(Recorded data)

+--

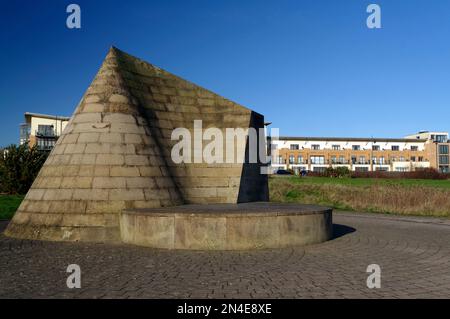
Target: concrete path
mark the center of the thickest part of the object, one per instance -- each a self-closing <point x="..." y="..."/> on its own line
<point x="413" y="253"/>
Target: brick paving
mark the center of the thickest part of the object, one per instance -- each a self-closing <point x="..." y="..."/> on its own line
<point x="414" y="255"/>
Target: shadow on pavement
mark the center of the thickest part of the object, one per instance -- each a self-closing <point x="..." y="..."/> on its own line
<point x="341" y="230"/>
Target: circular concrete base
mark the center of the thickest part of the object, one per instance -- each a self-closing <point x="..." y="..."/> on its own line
<point x="227" y="226"/>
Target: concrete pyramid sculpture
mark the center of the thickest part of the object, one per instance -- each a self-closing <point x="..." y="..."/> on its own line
<point x="115" y="154"/>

+--

__DIRECTIONS FOR THIS TASK__:
Print every line from the one that contains "Target: shadow on pavement" to the end of the records, exactly as written, and nothing more.

__SOLUTION TO THIS EXERCISE__:
Target: shadow on pavement
mark the center of the thickest part of the object, one per instance -- each a self-closing <point x="..." y="..."/> on its own line
<point x="341" y="230"/>
Target: circular concrete base
mark the center of the thickest part of the object, one per instance -- each a self-closing <point x="..." y="..."/> on its own line
<point x="227" y="226"/>
Target: concrete pyramid sculpture
mark the center of the thickest part of the object, one per instance -- each a self-closing <point x="..." y="..."/> on its own line
<point x="115" y="154"/>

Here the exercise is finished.